- Requests -
1. In the passage on the typicality requirement, which two conditions must be met for typicality to be satisfied?
2. Pick up the passage on the typicality requirement after its final sentence and carry it forward.
------ Page text ------
Rule 23(a)(3) requires a finding that “the claims or defenses of the representative parties are typical of the claims or defenses of the class.” Fed.R.Civ.P. 23(a)(3). Typicality “ensure[s] that class representatives have the incentive to prove all the elements of the cause of action which would be presented by the individual members of the class were they initiating individualized actions.” Hasemann, 331 F.R.D. at 268 (quoting Floyd v. City of New York, 283 F.R.D. 153, 175 (S.D.N.Y. 2012)). Typicality is satisfied when “each class member's claim arises from the same course of events and each class member makes similar legal arguments to prove the defendant's liability.” Price v. L'Oreal USA, Inc., No. 17-CV-614 (LGS), 2018 WL 3869896, at *3 (S.D.N.Y. Aug. 15, 2018) (quoting In re Flag Telecom Holdings, Ltd. Secs. Litig. (“Flag Telecom”), 574 F.3d 29, 35 (2d Cir. 2009)). “When it is alleged that the same unlawful conduct was directed at or affected both the named plaintiff and the class sought to be represented, the typicality requirement is usually met irrespective of minor variations in the fact patterns underlying individual claims.” Id. (quoting Robidoux, 987 F.2d at 936). “Since the claims only need to share the same essential characteristics, and need not be identical, the typicality requirement is not highly demanding.” In re Kind LLC, 337 F.R.D. at 595 (quoting Bolanos v. Norwegian Cruise Lines Ltd., 212 F.R.D. 144, 155 (S.D.N.Y. 2002)); accord Hughes, 317 F.R.D. at 346.
------ Material ------
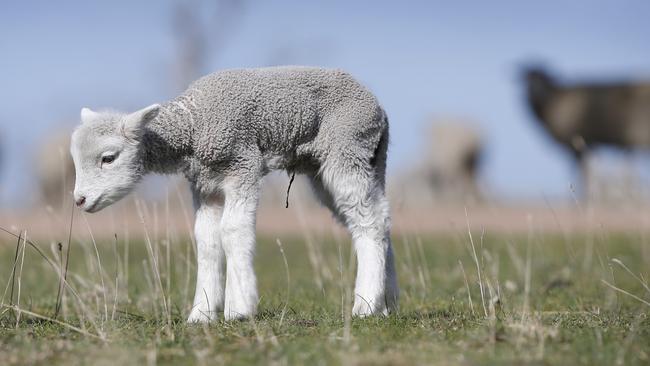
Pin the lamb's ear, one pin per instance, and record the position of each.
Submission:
(88, 115)
(134, 123)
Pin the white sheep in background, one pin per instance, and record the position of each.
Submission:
(225, 133)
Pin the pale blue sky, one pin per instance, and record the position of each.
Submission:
(421, 58)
------
- Solved problems -
1. Each class member's claim must arise from the same course of events, and each class member must make similar legal arguments to prove the defendant's liability.

2.
Typicality is satisfied here. The record plainly establishes by at least a preponderance of the evidence that Plaintiff was subjected to all of the allegedly unlawful policies to which all of the Class Members were subjected. Defendants do not contest that point. Defendants' only arguments against typicality are (1) that Plaintiff has no personal knowledge of the pay practices of employees in other departments-an argument negated by Defendant Yun's own testimony- and (2) that Plaintiff “is motivated by a pressing need to get revenge for her termination from employment by Defendants” (Defendants' Memorandum of Law in Opposition to Plaintiff's Motion to Certify Class and Approve Class Counsel (“Def. Mem.”), Dkt. 58, at 11), which is more appropriately considered an argument against adequacy, and is thus discussed below.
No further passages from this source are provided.